• **Written instruction**:
Please find every line in the records below that contains the word "wheel" and copy each of those lines.

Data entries
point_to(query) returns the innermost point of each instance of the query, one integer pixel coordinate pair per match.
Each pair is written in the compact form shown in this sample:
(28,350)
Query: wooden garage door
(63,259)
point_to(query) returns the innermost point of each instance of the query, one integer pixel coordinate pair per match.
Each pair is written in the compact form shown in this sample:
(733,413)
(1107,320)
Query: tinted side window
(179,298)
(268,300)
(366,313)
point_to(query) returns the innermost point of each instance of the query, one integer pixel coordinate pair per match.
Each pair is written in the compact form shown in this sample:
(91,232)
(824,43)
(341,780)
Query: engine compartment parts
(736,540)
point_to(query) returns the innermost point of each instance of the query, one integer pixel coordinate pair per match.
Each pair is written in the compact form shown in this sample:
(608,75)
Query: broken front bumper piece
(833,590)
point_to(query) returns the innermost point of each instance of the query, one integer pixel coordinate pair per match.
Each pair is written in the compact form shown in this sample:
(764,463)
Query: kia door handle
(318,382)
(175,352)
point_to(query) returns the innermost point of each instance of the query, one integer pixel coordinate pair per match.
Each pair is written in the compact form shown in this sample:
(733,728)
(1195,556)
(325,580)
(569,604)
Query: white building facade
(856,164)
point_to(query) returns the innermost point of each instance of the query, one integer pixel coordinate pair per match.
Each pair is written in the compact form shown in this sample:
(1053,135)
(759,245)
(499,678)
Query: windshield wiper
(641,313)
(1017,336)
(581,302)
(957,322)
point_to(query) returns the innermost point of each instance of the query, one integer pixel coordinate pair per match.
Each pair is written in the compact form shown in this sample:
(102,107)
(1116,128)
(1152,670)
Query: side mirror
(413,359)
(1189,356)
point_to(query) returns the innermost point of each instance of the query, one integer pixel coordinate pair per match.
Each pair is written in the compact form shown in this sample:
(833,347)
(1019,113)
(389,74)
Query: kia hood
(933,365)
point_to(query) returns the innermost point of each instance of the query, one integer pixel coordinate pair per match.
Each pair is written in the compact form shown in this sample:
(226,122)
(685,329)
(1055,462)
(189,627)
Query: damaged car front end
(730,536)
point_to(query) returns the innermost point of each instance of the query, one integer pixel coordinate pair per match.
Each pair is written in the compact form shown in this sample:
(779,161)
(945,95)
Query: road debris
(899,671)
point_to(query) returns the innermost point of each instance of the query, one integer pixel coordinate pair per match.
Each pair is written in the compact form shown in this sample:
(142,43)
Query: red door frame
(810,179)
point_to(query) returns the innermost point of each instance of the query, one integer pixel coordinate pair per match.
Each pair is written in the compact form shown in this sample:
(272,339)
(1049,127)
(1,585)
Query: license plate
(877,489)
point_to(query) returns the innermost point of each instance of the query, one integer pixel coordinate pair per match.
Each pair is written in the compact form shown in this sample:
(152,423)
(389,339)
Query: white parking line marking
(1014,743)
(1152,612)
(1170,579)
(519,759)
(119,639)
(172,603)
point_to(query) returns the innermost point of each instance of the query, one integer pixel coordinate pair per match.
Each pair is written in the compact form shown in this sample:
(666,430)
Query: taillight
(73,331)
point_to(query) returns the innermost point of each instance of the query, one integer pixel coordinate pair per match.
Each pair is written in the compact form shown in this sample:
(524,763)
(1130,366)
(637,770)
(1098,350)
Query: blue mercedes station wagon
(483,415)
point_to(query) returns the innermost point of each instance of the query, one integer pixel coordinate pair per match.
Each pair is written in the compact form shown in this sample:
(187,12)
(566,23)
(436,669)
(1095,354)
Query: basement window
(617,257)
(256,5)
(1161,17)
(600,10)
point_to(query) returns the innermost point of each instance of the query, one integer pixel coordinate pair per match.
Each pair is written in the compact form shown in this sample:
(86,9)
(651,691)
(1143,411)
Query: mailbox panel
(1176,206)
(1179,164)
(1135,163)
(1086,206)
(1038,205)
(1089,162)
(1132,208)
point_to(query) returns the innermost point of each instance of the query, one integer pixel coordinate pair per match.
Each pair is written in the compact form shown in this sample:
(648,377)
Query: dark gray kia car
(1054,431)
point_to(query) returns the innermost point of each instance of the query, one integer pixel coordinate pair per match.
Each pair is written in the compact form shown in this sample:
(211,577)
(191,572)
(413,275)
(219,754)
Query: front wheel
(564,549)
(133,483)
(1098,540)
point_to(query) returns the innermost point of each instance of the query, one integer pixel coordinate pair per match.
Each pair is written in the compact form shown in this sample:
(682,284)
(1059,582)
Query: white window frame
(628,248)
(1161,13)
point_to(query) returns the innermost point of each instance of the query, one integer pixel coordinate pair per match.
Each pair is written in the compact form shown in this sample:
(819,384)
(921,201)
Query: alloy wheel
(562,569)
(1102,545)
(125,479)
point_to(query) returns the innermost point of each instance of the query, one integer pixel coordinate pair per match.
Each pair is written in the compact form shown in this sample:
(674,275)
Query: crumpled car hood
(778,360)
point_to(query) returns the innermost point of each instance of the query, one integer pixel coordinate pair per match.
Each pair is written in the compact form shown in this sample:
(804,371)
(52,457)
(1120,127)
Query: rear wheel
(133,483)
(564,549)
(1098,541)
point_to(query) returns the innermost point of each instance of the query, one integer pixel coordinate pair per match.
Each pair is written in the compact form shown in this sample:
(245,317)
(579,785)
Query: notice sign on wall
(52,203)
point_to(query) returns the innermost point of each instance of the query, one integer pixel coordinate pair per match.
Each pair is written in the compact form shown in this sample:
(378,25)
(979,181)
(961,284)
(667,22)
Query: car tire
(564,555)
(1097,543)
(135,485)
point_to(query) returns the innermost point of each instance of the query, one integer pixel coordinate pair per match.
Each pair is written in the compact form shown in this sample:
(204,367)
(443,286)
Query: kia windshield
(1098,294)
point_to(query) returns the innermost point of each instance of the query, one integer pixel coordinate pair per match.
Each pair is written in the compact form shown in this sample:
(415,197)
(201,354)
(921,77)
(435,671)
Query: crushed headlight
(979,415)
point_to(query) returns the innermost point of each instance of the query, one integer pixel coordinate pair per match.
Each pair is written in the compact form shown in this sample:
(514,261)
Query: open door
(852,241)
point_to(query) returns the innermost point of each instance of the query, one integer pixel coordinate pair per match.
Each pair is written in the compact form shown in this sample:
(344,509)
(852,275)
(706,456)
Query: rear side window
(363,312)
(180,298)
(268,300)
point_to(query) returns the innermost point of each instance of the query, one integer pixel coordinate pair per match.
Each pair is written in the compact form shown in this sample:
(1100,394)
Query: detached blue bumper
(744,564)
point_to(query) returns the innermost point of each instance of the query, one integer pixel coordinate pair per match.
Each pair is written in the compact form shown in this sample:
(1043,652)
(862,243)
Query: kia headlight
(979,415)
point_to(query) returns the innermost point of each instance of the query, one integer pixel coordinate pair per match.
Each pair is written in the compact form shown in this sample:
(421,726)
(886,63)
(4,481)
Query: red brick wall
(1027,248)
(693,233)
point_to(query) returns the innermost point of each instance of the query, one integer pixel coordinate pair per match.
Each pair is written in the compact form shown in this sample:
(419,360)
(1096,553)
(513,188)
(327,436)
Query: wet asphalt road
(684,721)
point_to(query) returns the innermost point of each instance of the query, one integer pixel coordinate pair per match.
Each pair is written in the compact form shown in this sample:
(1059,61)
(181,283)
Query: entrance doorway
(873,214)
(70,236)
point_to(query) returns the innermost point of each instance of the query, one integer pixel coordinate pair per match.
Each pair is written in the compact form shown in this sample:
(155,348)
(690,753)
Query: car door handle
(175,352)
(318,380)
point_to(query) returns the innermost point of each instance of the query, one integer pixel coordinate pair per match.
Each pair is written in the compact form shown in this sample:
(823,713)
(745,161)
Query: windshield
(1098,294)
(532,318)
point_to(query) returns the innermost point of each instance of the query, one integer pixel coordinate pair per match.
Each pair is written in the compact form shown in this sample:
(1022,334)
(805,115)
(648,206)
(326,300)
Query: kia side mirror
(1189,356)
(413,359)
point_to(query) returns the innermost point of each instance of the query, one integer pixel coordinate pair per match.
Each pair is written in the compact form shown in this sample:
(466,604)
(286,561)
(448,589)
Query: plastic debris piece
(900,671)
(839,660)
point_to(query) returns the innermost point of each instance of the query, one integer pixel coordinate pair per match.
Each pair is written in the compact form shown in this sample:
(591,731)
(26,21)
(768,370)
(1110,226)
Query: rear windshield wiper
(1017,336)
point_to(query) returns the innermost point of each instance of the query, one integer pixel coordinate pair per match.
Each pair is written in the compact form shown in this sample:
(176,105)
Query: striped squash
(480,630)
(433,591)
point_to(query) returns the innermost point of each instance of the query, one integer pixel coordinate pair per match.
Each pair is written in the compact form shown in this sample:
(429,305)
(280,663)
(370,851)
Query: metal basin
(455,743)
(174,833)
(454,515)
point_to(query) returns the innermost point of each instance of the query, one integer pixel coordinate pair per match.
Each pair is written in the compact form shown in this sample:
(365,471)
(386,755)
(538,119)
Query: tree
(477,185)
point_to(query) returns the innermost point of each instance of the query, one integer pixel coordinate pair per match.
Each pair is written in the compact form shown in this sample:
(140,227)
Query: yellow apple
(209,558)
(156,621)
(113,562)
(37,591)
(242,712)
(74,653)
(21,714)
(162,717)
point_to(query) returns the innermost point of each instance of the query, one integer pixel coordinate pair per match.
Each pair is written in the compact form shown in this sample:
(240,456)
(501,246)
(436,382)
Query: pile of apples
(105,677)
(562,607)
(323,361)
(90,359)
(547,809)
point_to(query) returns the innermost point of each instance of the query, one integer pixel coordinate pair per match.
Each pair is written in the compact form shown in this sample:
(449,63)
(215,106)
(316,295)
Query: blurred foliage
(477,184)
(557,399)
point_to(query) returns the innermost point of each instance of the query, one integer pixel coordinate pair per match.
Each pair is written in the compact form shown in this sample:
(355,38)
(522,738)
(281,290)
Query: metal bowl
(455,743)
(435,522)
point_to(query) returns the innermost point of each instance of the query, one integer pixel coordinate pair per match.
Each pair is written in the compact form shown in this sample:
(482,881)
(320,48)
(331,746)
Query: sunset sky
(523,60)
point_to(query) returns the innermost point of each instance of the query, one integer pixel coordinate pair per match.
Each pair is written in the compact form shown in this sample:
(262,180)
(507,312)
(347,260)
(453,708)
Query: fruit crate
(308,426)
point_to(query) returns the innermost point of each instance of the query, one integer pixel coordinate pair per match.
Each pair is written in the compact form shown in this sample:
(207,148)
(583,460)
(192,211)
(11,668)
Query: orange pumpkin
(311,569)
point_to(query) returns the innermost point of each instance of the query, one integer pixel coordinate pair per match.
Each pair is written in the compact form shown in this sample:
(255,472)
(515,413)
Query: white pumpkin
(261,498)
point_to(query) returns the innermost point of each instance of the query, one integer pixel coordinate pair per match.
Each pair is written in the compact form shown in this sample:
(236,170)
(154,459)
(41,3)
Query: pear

• **Written reply**:
Query: front wheel
Query: alloy wheel
Query: rear wheel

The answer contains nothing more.